Albert Wass’ größte Romane – „Gebt mir meine Berge zurück” und „Die Hexe von Funtinel” gehören zur Weisheitsliteratur, in der ewige Wahrheiten mit großer Selbstverständlichkeit und in ganz einfachen Worten vorgetragen werden. Die große Kunst dabei ist es, nicht ins Triviale abzurutschen. Wass gehört neben einigen Skandinaviern – allen voran natürlich Hamsun – zu den Meistern dieses Metiers.
Auch zum Krieg können wir Wesentliches lesen. „Gebt mir meine Berge zurück” ist überhaupt ganz wesentlich ein Kriegs- oder Antikriegsbuch. Der Held und Ich-Erzähler erleidet unvorstellbares Leid, aber er ist auch Ungar und liebt seine siebenbürgische Heimat. Deshalb kommt es ihm gar nicht in den Sinn, sein Heimatland nicht gegen die Russen zu verteidigen. Daß er und seine Kameraden dabei Spielball der großen Politik sind, wird ihm nur allmählich bewußt.
Nach einem langen und aussichtslosen Stellungskampf gelingt ihm verletzt die Flucht. In einem Lazarett, unter freiem Himmel, wird er von einem Sanitätshauptmann einer Gewissensprüfung unterzogen. Der Hauptmann hält den Krieg für verloren und vor allem für falsch, gerade aus ungarischer nationaler Sicht, denn in ihm werden ungarische Männer verheizt, die ihrem Land dadurch verloren gehen. Beide Männer vertreten das nationale Interesse, aber beide kommen zu ganz gegensätzlichen Schlüssen. Es entspinnt sich der folgende Dialog, dessen Kernfrage noch immer – und gerade jetzt – aktuell ist. Dem Soldaten kommt der Gedanke der Aufgabe absurd vor, er will weiterkämpfen, sobald er wieder gesundet:
Der Hauptmann seufzte.

Deine Aufgabe
Prüfe anhand des Lesetextes über Albert Wass’ Romane, ob diese Aussagen zutreffen: 1. Der Ich-Erzähler in „Gebt mir meine Berge zurück“ ist Ungar. 2. Der Sanitätshauptmann hält den Krieg für gewonnen. 3. Dem Erzähler ist von Anfang an klar, dass er Spielball der großen Politik ist. Beantworte jede Aussage mit Ja oder Nein und zitiere wörtlich die Stelle, die den Ausschlag gibt. Die Datensätze werden hier nicht gebraucht.

Angezeigte Informationen

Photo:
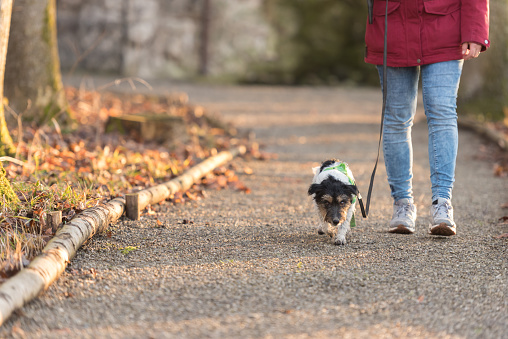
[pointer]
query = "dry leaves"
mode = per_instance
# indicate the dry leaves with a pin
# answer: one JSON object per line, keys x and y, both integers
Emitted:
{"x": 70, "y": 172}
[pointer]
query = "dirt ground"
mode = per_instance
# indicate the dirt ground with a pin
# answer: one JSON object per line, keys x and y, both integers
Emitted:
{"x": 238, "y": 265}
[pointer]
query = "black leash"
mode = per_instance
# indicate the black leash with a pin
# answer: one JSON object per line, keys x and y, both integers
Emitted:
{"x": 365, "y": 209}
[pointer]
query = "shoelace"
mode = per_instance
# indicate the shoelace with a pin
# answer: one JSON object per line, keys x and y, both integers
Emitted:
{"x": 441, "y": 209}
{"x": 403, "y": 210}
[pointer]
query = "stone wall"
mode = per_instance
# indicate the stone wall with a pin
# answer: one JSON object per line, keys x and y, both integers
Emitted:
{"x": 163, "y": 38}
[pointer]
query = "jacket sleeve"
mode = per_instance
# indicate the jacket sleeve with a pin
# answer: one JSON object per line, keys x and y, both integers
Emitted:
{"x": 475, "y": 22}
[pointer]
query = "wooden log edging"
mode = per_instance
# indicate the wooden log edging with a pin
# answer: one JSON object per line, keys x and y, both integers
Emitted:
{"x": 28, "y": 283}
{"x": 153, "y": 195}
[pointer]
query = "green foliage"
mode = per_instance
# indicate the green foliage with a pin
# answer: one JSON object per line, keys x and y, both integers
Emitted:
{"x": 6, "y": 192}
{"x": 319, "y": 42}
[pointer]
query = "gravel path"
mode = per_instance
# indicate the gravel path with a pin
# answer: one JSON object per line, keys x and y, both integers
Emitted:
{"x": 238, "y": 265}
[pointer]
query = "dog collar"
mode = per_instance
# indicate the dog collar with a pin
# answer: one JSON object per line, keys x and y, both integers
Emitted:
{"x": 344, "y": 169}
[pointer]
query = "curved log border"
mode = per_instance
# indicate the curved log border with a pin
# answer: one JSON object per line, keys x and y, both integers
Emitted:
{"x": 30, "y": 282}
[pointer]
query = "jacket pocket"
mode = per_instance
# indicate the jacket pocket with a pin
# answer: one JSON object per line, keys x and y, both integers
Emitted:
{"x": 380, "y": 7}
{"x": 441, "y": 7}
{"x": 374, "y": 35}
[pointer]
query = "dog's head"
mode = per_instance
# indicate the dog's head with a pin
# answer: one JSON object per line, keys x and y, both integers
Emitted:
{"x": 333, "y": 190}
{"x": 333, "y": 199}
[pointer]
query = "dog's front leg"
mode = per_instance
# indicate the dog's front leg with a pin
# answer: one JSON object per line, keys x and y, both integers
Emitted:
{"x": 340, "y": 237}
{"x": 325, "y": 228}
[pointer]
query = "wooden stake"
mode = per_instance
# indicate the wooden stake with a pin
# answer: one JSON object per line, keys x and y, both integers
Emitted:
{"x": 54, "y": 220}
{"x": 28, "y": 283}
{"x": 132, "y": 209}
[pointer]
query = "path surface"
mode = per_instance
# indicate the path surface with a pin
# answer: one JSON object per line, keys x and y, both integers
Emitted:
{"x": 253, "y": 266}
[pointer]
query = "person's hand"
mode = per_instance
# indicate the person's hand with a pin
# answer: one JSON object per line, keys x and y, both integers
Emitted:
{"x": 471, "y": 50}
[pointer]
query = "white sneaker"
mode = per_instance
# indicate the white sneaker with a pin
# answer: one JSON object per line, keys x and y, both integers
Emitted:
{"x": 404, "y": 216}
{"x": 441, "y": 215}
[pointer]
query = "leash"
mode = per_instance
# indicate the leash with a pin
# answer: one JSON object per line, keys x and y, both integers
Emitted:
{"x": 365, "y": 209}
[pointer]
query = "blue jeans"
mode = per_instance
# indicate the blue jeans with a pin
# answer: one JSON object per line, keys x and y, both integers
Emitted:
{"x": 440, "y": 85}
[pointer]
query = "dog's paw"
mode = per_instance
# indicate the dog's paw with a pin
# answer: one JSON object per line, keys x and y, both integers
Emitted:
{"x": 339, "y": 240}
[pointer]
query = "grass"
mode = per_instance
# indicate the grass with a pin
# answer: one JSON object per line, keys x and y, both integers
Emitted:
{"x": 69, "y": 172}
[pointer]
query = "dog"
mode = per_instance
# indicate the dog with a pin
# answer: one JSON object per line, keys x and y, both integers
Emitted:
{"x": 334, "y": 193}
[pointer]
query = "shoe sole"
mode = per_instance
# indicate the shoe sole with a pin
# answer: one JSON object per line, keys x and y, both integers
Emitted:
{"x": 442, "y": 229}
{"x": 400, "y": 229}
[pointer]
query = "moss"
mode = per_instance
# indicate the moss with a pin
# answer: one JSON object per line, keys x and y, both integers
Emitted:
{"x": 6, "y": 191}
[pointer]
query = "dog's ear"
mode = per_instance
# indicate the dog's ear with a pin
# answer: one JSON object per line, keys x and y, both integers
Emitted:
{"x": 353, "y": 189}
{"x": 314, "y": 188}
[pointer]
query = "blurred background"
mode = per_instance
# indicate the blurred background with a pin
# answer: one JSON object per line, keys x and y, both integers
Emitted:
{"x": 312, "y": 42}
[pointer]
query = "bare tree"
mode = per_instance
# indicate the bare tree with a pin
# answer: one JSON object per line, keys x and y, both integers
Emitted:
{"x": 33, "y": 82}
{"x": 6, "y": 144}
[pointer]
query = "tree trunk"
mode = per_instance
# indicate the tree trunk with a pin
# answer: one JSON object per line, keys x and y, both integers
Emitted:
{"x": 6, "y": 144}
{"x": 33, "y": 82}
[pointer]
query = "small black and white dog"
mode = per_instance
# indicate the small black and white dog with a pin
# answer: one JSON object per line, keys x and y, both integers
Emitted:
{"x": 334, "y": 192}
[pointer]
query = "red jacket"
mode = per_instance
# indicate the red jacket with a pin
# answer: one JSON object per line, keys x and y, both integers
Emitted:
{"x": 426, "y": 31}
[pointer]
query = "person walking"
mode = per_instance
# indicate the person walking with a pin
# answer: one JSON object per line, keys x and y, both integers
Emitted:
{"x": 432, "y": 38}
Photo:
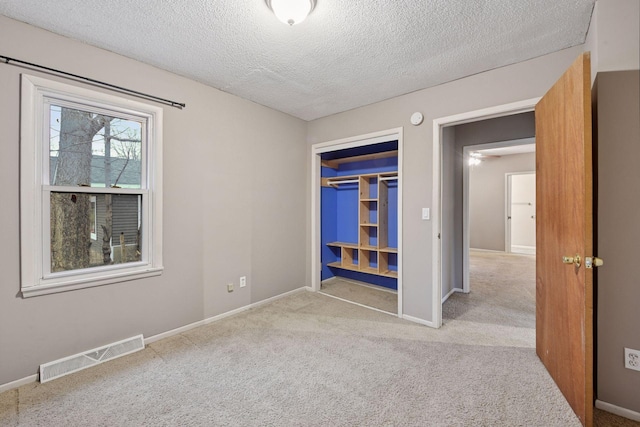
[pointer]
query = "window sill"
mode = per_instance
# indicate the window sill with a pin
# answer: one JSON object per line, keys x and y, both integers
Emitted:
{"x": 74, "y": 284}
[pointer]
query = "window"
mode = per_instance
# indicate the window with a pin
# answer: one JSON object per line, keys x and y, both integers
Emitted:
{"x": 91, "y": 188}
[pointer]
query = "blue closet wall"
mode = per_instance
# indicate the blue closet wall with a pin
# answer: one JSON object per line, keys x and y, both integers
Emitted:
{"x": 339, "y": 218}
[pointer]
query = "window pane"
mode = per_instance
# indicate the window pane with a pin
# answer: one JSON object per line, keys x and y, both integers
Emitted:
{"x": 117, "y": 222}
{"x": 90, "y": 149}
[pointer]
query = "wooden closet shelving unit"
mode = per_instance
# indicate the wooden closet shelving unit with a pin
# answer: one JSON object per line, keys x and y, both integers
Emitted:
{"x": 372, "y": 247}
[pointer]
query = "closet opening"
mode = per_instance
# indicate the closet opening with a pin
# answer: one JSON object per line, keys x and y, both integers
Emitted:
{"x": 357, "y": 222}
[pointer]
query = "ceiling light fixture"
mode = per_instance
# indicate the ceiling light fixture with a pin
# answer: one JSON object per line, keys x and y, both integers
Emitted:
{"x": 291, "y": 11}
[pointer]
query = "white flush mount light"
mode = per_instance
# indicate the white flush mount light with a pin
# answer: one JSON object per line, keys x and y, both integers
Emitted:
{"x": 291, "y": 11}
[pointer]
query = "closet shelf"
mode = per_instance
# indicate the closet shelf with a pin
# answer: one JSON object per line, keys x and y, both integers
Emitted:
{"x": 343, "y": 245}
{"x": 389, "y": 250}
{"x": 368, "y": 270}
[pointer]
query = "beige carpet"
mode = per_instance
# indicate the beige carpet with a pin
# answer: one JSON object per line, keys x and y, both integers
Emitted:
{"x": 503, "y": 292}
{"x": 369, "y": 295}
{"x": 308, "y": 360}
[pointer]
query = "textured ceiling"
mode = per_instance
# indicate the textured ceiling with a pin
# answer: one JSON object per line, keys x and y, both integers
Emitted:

Die Lösung
1. Ja: „er ist auch Ungar und liebt seine siebenbürgische Heimat“
2. Nein: „Der Hauptmann hält den Krieg für verloren“
3. Nein: „wird ihm nur allmählich bewußt“